Pointing and labeling entries:
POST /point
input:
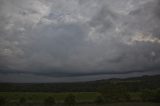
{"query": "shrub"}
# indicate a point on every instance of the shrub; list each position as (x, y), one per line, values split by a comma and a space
(70, 100)
(49, 101)
(2, 101)
(22, 100)
(99, 100)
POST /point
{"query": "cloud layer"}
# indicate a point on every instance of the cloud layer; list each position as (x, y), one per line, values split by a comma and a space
(60, 38)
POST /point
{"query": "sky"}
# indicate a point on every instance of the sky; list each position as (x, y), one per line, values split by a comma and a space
(78, 40)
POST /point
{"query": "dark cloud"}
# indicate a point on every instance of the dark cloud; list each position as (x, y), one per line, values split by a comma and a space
(53, 38)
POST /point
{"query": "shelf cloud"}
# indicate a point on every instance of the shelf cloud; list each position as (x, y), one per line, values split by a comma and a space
(72, 38)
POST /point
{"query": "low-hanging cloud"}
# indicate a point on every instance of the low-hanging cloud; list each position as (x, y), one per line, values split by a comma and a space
(79, 37)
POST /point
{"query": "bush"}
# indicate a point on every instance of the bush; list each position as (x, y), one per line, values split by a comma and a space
(114, 93)
(2, 101)
(22, 100)
(147, 95)
(99, 100)
(70, 100)
(157, 96)
(49, 101)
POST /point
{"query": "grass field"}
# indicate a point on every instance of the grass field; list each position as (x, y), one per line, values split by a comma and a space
(38, 97)
(83, 99)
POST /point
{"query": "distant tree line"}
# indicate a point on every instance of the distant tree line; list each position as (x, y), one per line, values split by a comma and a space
(132, 84)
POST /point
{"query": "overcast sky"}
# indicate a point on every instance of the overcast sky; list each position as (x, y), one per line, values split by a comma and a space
(75, 40)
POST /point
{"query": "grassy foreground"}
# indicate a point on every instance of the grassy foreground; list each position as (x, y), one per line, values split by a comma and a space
(39, 97)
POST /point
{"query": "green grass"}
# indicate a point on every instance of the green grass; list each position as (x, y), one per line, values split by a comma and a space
(39, 96)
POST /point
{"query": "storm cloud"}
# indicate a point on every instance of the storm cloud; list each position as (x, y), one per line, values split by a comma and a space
(76, 38)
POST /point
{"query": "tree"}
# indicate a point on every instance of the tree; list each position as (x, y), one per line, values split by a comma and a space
(22, 100)
(147, 95)
(114, 92)
(70, 100)
(99, 99)
(2, 101)
(49, 101)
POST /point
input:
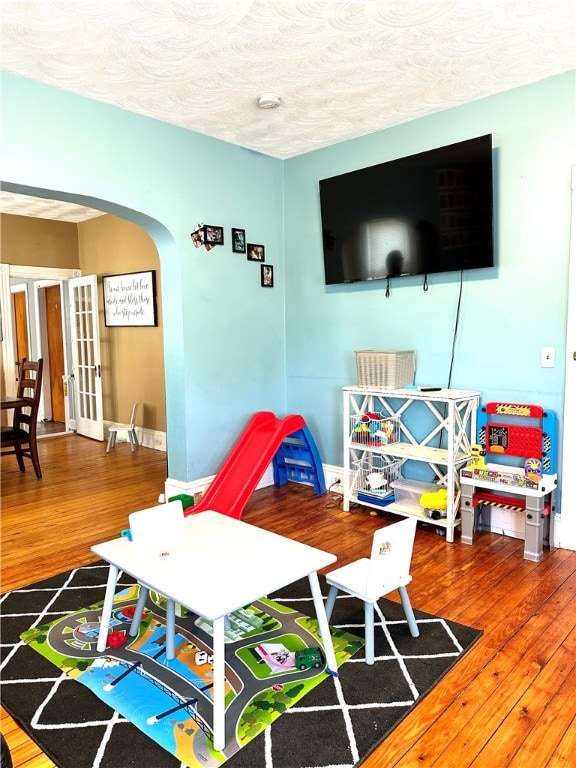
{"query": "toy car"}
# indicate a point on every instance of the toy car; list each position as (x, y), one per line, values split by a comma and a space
(435, 503)
(115, 638)
(308, 658)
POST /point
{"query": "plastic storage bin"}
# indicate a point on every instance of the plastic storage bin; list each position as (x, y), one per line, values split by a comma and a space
(408, 492)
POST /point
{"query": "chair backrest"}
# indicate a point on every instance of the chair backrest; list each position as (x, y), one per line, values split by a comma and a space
(159, 527)
(29, 388)
(133, 416)
(391, 556)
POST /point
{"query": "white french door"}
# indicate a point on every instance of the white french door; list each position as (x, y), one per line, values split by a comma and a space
(86, 356)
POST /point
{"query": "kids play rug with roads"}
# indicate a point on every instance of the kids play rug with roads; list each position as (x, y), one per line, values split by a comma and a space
(131, 707)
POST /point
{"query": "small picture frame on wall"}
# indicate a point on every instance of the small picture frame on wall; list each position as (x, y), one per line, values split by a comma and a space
(267, 276)
(239, 240)
(255, 252)
(213, 235)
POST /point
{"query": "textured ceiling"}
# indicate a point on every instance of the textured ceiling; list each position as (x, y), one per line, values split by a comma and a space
(342, 68)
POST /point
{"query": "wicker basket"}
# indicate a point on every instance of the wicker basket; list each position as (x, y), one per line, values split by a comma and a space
(390, 370)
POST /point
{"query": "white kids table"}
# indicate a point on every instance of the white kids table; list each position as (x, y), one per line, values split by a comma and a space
(219, 565)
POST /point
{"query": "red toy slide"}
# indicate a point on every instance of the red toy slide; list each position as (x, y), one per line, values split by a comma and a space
(244, 466)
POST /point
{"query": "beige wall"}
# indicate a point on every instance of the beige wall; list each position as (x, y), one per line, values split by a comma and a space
(38, 242)
(132, 358)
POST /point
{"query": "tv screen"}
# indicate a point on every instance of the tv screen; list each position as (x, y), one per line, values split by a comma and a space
(426, 213)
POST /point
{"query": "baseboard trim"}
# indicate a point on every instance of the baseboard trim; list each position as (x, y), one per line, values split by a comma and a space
(194, 487)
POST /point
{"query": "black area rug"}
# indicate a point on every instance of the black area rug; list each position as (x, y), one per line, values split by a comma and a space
(337, 723)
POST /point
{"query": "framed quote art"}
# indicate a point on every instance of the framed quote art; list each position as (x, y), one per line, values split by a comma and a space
(130, 299)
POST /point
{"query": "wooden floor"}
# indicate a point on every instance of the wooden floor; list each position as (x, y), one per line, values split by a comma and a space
(508, 703)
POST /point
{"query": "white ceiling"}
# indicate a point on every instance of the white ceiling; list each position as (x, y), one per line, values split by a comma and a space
(342, 68)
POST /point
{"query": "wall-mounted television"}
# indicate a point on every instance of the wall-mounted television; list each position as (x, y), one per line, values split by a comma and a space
(418, 215)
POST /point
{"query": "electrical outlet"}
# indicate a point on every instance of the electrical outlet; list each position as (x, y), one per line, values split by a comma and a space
(333, 480)
(547, 357)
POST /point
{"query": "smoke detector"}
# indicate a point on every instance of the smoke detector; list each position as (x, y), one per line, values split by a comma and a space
(268, 101)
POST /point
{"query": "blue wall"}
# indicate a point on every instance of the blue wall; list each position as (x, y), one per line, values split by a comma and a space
(233, 348)
(507, 313)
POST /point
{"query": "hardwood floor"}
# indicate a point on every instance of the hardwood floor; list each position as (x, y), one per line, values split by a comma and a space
(508, 704)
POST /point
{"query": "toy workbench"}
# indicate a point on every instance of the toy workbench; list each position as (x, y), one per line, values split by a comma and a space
(525, 438)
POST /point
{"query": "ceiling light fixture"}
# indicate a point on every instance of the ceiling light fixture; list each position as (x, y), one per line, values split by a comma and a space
(268, 101)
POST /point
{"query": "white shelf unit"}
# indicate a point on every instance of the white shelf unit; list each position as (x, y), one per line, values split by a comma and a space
(451, 426)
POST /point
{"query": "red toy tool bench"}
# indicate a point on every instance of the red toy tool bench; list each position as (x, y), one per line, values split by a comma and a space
(525, 438)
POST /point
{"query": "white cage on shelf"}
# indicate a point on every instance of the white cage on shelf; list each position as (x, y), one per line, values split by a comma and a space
(373, 478)
(374, 429)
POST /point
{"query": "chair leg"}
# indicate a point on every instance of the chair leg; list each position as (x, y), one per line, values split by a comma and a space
(19, 458)
(408, 612)
(137, 618)
(133, 438)
(35, 460)
(369, 632)
(330, 600)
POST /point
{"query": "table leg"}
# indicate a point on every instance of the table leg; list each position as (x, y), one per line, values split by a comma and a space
(107, 608)
(219, 687)
(170, 629)
(137, 618)
(331, 665)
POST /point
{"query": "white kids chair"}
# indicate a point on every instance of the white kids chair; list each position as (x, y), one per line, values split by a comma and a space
(129, 429)
(386, 570)
(157, 531)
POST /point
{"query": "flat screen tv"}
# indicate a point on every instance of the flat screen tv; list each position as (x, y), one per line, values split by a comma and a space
(418, 215)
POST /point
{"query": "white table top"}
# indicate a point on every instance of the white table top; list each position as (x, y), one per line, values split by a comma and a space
(221, 564)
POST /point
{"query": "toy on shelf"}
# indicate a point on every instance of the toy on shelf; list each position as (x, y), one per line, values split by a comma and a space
(435, 503)
(373, 477)
(375, 429)
(524, 481)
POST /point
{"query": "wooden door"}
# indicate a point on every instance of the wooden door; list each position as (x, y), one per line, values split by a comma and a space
(55, 350)
(20, 324)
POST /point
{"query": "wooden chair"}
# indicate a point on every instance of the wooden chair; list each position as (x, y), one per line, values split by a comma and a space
(129, 429)
(369, 579)
(20, 439)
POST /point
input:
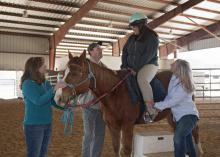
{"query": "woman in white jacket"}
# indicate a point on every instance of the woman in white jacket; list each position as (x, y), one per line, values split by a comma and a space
(185, 113)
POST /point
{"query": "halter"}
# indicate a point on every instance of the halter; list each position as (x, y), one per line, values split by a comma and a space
(89, 77)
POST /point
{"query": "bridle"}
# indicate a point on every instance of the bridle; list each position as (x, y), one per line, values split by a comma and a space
(90, 76)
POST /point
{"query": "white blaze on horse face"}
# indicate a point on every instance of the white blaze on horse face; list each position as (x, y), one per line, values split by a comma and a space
(57, 97)
(66, 73)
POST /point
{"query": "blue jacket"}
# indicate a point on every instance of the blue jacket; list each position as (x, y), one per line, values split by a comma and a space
(178, 100)
(38, 99)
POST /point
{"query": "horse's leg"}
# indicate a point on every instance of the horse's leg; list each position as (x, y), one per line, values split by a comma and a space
(196, 136)
(116, 135)
(127, 137)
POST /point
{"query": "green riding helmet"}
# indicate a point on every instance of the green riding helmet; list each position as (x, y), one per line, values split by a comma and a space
(137, 17)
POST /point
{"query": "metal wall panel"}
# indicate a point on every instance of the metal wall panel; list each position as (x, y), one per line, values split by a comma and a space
(15, 50)
(17, 61)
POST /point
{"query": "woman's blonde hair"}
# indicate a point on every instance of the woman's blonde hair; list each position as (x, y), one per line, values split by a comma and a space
(184, 73)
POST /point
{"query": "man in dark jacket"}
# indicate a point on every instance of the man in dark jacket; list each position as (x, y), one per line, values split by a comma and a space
(140, 55)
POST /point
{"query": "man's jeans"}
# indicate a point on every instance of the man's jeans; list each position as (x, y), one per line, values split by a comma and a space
(37, 139)
(183, 142)
(94, 133)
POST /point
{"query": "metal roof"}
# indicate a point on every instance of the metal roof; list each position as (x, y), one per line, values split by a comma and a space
(106, 22)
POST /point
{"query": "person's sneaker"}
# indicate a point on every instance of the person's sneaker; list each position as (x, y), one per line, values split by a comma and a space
(147, 118)
(150, 114)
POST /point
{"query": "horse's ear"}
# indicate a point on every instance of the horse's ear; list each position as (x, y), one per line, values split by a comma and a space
(83, 55)
(70, 56)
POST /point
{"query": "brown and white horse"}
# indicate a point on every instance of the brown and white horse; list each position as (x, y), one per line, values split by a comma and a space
(119, 113)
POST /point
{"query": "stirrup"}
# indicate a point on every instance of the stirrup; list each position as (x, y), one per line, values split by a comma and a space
(147, 117)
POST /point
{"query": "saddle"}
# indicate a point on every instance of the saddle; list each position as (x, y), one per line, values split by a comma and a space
(159, 91)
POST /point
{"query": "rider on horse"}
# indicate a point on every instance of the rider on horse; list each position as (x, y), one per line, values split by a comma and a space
(140, 55)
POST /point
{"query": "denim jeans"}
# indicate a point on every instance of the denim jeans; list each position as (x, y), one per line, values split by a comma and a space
(183, 142)
(37, 139)
(94, 133)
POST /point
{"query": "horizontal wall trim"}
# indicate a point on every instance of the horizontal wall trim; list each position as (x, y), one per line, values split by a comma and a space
(11, 52)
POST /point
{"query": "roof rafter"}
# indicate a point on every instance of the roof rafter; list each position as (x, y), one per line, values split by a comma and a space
(60, 34)
(182, 41)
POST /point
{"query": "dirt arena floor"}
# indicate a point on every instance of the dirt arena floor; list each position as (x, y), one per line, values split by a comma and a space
(12, 140)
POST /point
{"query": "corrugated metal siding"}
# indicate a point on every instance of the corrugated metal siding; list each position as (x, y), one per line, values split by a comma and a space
(15, 50)
(204, 44)
(10, 43)
(16, 61)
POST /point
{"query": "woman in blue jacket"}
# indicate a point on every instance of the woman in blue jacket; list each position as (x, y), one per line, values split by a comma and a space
(38, 99)
(185, 113)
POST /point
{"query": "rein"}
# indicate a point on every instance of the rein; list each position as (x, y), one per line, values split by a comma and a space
(90, 76)
(95, 100)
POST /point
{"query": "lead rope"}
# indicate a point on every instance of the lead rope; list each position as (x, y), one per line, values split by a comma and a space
(68, 117)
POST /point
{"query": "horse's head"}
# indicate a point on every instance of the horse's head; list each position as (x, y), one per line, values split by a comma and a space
(77, 78)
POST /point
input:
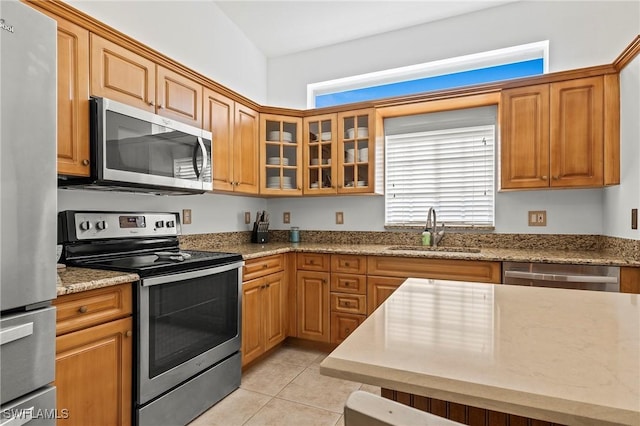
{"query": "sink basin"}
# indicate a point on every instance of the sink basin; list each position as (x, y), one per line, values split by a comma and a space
(442, 249)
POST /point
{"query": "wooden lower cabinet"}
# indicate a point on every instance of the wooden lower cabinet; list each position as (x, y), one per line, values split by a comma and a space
(313, 305)
(263, 315)
(379, 289)
(93, 356)
(93, 374)
(464, 414)
(342, 325)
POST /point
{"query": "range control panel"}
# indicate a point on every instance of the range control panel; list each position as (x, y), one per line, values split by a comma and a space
(98, 225)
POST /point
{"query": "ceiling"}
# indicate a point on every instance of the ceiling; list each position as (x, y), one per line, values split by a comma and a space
(280, 28)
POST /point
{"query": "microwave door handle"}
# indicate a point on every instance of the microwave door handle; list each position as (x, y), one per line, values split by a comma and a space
(200, 173)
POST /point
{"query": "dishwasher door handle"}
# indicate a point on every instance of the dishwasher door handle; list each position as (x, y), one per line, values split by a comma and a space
(561, 277)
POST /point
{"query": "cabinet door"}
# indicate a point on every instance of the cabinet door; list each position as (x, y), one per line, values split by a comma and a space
(93, 374)
(121, 75)
(73, 99)
(379, 289)
(356, 136)
(179, 97)
(524, 120)
(218, 118)
(577, 139)
(342, 325)
(319, 157)
(313, 305)
(274, 310)
(245, 150)
(280, 155)
(252, 327)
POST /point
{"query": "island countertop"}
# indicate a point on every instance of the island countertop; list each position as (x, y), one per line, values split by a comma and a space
(565, 356)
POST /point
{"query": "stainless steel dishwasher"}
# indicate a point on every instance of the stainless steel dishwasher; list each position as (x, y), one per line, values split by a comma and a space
(579, 277)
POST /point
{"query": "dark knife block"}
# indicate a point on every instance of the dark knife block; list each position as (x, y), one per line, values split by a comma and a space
(259, 236)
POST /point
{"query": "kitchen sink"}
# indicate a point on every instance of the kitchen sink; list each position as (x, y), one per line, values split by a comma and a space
(441, 249)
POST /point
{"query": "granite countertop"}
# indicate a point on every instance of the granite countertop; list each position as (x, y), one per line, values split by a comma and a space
(74, 280)
(513, 349)
(251, 251)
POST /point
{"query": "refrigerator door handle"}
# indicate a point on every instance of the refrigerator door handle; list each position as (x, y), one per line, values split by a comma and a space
(26, 415)
(11, 334)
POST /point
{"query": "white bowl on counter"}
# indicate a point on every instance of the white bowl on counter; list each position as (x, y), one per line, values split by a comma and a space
(363, 132)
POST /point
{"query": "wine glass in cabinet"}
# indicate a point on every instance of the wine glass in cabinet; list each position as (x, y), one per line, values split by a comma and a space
(320, 134)
(281, 154)
(355, 151)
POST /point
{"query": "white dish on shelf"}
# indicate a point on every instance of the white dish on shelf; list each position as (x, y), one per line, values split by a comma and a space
(274, 136)
(363, 132)
(363, 154)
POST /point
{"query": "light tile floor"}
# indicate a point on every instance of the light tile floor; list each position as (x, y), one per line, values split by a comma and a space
(285, 388)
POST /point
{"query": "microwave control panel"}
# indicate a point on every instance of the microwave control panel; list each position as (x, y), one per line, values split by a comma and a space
(98, 225)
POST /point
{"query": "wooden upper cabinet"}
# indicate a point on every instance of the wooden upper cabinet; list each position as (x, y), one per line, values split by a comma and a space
(525, 137)
(246, 165)
(73, 99)
(235, 143)
(121, 75)
(179, 97)
(560, 135)
(577, 120)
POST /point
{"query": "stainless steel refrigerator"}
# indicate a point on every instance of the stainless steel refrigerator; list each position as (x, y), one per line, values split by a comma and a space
(28, 225)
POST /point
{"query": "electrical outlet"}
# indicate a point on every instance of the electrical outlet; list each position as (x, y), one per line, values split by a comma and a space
(186, 216)
(537, 218)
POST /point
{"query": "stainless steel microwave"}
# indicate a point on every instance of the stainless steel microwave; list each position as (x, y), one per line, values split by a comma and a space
(137, 151)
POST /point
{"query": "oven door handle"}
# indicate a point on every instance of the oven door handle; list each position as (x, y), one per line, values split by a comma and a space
(181, 276)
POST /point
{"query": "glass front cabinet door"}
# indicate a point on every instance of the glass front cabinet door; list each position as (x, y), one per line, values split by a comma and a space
(356, 135)
(281, 155)
(320, 149)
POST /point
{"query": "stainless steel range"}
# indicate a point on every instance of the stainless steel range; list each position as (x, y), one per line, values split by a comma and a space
(187, 314)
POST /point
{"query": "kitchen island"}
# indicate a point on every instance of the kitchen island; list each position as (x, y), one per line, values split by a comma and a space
(562, 356)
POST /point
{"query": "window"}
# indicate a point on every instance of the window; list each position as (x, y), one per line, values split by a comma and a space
(485, 67)
(443, 160)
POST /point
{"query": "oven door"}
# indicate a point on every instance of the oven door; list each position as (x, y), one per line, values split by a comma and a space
(188, 322)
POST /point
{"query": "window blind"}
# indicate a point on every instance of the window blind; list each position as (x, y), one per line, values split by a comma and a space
(450, 169)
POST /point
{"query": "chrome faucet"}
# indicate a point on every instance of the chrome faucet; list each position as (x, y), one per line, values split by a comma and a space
(432, 227)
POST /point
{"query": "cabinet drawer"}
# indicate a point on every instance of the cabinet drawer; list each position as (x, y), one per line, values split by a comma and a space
(260, 267)
(80, 310)
(348, 264)
(442, 269)
(350, 303)
(342, 325)
(347, 283)
(312, 261)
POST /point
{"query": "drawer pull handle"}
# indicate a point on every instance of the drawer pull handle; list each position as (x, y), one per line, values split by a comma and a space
(17, 332)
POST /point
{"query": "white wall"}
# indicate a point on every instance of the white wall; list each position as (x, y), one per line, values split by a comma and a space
(580, 34)
(619, 200)
(210, 212)
(195, 33)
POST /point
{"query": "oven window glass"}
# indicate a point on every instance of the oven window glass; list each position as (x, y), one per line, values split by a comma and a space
(190, 317)
(138, 146)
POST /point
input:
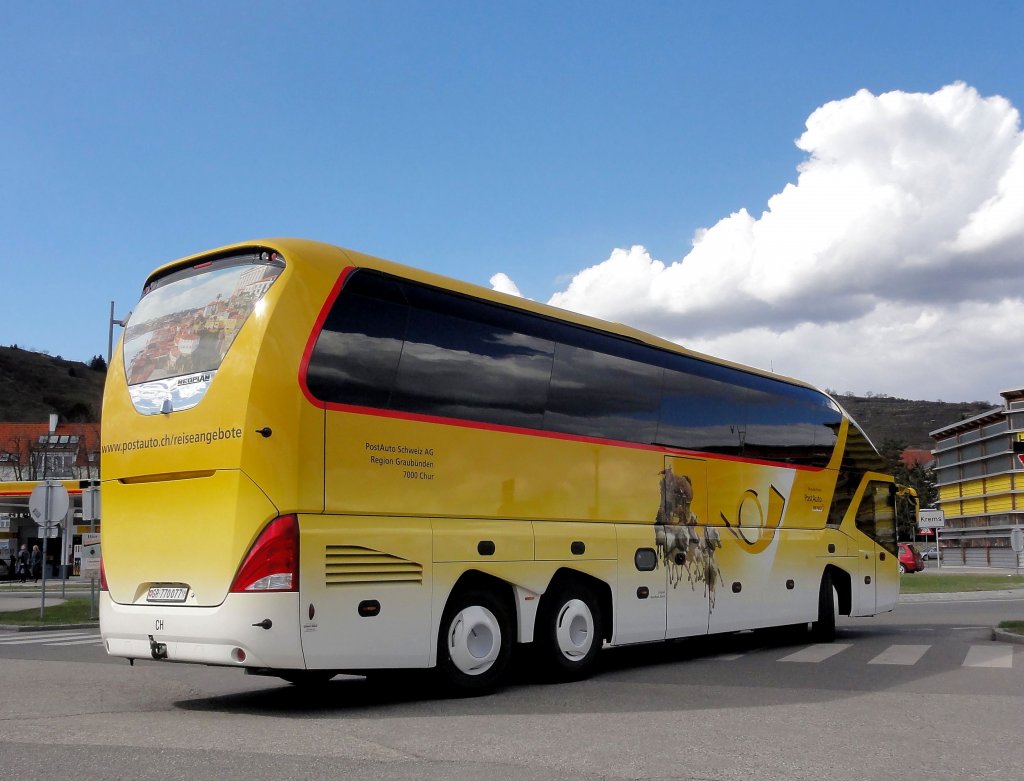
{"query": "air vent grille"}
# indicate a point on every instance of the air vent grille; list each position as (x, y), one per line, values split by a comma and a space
(353, 565)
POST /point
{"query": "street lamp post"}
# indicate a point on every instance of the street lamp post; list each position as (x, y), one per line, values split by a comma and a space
(110, 332)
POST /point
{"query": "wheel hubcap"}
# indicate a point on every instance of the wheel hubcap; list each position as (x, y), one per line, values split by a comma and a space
(574, 630)
(474, 640)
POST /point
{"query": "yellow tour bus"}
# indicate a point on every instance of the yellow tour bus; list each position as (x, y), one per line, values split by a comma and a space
(317, 462)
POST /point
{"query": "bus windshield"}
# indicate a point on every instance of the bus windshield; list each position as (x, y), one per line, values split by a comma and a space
(184, 326)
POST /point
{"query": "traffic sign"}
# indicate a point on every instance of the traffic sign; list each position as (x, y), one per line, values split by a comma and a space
(931, 519)
(90, 554)
(48, 503)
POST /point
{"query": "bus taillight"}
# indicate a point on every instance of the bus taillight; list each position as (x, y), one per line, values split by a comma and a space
(272, 563)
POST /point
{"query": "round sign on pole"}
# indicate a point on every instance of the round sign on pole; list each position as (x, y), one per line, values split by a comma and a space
(48, 503)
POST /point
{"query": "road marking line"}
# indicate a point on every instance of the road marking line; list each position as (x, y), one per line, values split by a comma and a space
(44, 638)
(990, 655)
(95, 639)
(901, 654)
(817, 652)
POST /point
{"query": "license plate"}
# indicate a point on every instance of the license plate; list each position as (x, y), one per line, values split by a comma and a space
(167, 594)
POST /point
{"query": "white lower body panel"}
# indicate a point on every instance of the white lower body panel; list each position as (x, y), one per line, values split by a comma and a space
(231, 634)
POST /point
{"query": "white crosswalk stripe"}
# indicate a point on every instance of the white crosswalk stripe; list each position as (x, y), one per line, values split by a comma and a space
(990, 655)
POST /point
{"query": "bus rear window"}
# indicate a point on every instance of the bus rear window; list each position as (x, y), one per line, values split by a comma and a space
(185, 323)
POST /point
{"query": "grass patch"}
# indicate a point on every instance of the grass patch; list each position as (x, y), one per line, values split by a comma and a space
(72, 611)
(922, 582)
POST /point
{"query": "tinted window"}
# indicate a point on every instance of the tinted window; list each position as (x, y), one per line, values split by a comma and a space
(397, 345)
(600, 395)
(463, 367)
(356, 354)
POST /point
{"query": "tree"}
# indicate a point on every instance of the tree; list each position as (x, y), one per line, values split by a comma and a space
(916, 476)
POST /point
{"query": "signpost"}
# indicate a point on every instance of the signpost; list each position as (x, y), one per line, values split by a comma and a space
(1017, 543)
(90, 540)
(934, 520)
(48, 505)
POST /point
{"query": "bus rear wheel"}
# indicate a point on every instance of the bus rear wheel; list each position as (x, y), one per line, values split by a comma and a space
(823, 630)
(475, 642)
(569, 631)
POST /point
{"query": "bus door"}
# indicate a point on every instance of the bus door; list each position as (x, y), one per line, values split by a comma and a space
(876, 519)
(687, 546)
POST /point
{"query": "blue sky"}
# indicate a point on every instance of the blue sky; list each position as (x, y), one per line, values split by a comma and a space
(535, 140)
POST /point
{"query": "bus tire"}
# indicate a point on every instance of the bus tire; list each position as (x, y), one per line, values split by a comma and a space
(823, 630)
(569, 631)
(475, 642)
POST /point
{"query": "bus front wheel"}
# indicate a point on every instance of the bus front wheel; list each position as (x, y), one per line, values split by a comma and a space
(569, 631)
(475, 643)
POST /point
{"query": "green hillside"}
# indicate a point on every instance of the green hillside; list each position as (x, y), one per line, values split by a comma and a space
(33, 385)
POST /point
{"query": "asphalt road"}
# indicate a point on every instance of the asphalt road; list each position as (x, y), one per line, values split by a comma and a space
(922, 692)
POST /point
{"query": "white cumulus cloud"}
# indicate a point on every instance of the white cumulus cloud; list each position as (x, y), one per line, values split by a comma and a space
(892, 265)
(503, 284)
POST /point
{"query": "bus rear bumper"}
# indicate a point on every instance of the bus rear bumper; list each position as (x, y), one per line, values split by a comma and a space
(245, 631)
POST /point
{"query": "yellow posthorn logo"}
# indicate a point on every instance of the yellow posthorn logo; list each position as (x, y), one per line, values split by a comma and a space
(750, 526)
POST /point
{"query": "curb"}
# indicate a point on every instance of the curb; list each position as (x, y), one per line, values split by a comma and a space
(1007, 637)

SET PROBLEM ▸
Pull out each line of the data above that contains the string "grassy", and copy every such line unchanged.

EXERCISE ANSWER ▸
{"query": "grassy foreground"}
# indicate a point on every instance of the grassy foreground; list each position as (x, y), one per line, values split by a comma and a space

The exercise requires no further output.